##### Source passage

Once Voip Pal won at the PTAB 8-0, the case should have proceeded to court to determine infringement and damages.
The AIA is a circus
Infringement is alleged until proven in court
the word is still appropriate to use
All Emil is doing in this piece is shedding light on how a company can go through years of getting technology patents, be subjected to a BARRAGE of IPRs, win them all, and still not get into court. The system is broken, courtesy of the AIA, and needs to be fixed.
This is EXACTLY what Director Iancu is fighting for, patent rights and innovation...
and yet there are those who would try to paint this as something negative....
a CEO fighting for the shareholders, and gets thrashed for it...
Sad
IMPORTANT READ FOR ALL VPLM SHAREHOLDERS
President Donald Trump Should Investigate the Corrupt Patent System and Passage of the AIA
By Emil Malak
May 17, 2019
“Courts should never be tasked with dealing with the complexities of patent validity because they lack the necessary technical expertise.”
I am Emil Malak, CEO of VoIP-Pal.com Inc., and a named inventor on two U.S. patents–Mobile Gateway: US 8,630,234 & Electrostatic Desalinization and Water Purification: US 8,016,993. To date, our company owns 22 issued and or allowed patents, which we developed over the past 15 years.
Against all odds, we have been 100% successful in defending eight Inter Partes Reviews (IPRs): four from Apple, three from AT&T, and one from Unified Patents. We are presently in litigation against Apple, Verizon, AT&T, Twitter and Amazon.
My experience with Voip-Pal has made it painfully clear that the deck has been stacked against companies who own IP being used without license by large tech companies. The America Invents Act (AIA), orchestrated by Silicon Valley, was designed to destroy the very ladder they climbed to ascend to their lofty perch, and make certain that they could not be challenged.
Tipping the Scales of Justice
Owning a patent used to be the dream of every small inventor in America. For more than 200 years, the intellectual property rights of American inventors—both big and small—were protected by patent laws that encouraged innovation and risk-taking for the promise of reaping financial rewards for their inventions. That all changed in 2011 with the passage of the Leahy-Smith America Invents Act (AIA), which has since caused irreparable harm to the United States’ patent system and has stacked the deck against the little guy in favor of the Silicon Valley and other giants. Post grant reviews of issued patents existed prior to the AIA, but the AIA, through the creation of the Patent Trial and Appeal Board (PTAB) and the Inter Partes Review (IPR) created a post grant review process hostile towards patent owners. The lack of oversight, appointment of judges with apparent conflicts of interest, and allowing unlimited challenges to a single patent regardless of standing are just a few of the changes that placed a heavy hand on the scales of justice weighing in favor of Silicon Valley.

##########
##### Data supplied

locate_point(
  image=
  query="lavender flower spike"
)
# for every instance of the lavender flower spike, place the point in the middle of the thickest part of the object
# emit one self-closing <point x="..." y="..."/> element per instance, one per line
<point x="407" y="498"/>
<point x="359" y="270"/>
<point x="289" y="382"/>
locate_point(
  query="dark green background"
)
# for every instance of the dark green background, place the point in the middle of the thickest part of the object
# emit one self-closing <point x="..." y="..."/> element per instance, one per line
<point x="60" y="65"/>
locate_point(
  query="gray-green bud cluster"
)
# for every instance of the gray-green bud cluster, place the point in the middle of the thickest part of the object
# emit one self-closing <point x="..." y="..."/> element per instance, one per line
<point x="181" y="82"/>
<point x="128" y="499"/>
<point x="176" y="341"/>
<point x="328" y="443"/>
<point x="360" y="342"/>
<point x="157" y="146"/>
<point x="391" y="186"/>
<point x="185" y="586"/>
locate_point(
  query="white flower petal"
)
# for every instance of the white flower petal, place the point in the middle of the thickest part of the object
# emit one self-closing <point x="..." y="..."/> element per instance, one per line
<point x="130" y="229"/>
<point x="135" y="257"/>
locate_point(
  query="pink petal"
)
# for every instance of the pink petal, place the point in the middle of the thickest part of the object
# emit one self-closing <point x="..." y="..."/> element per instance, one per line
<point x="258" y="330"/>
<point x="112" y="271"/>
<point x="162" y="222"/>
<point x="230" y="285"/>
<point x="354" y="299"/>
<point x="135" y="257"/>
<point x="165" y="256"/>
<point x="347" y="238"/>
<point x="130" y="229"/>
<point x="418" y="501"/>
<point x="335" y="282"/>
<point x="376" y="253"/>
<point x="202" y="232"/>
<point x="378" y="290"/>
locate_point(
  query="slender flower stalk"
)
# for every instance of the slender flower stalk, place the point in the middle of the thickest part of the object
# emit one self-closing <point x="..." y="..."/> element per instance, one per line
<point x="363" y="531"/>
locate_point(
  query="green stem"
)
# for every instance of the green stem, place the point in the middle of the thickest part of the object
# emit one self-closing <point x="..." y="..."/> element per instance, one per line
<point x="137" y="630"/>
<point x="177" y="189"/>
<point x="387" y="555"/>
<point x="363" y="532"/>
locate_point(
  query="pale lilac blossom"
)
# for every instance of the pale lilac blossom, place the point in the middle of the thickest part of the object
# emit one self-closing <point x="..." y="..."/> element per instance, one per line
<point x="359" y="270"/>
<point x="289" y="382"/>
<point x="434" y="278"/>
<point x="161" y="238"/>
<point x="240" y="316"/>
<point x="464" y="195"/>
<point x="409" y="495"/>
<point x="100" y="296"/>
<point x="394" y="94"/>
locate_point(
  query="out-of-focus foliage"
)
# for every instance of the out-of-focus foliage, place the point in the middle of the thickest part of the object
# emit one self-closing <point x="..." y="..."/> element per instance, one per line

##########

◆ **The problem**
Carry the piece on the America Invents Act and the patent system further, picking up right after its last sentence.

◆ **Answer to the problem**
At the time, members of Congress said they were enacting legislation that would strengthen and streamline patent protection law, passing it by overwhelming majorities of 71% in the House and 95% in the Senate. However, eight years after its passage, the evidence clearly shows they have crippled the patent system.
This was never about streamlining the patent system—in fact, it has had the opposite effect. Instead of going into court to adjudicate an infringement case based upon the merits of the granted claims, the process is all about stalling, obfuscating, and forcing small companies to burn through their capital fighting a system that has been paid for by Silicon Valley. The AIA provided the legal mechanism for the Silicon Valley and others to destroy small companies and inventors, drain their limited resources and drive them out of business.
Small patent owners often engage in the futile effort of attempting to license their patents. Discussions with big tech companies are mostly fruitless and usually prove to be nothing more than a delay tactic by the infringer. The inventor is then forced to turn to the courts for enforcement and sues the unlicensed user of the technology. A lawsuit by the patent owner will usually trigger the IPR process. More often than not, the infringer will succeed in revoking all or part of the asserted patent. Even if the infringer fails in their efforts to cancel the patent, they will have succeeded in stalling as much as 18 months, costing the inventor precious capital, and knocking many out of business.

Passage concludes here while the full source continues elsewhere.